* [EXERCISE INSTRUCTIONS]
Leave out the pictures and print the records below exactly.

* [DATASET EXCERPTS]
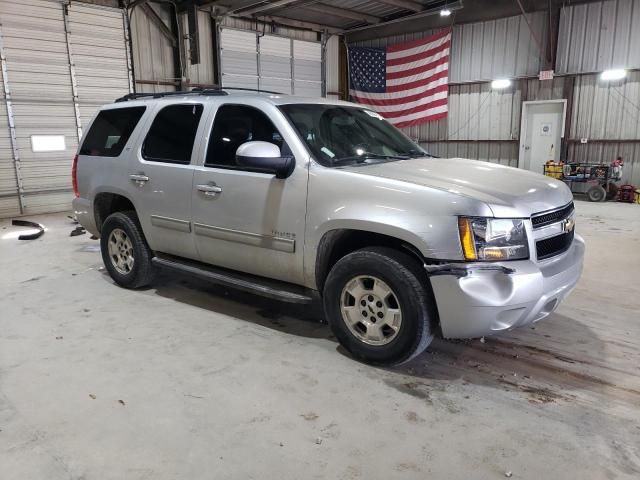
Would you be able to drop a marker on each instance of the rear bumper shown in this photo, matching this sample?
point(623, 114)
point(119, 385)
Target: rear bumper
point(483, 302)
point(83, 210)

* [RESPONSE FOR THIS EXERCISE]
Would you be able to drop a marker on each instance of the rear bumper shown in this photo, matching this sample?
point(623, 114)
point(119, 385)
Target: rear bumper
point(483, 302)
point(83, 210)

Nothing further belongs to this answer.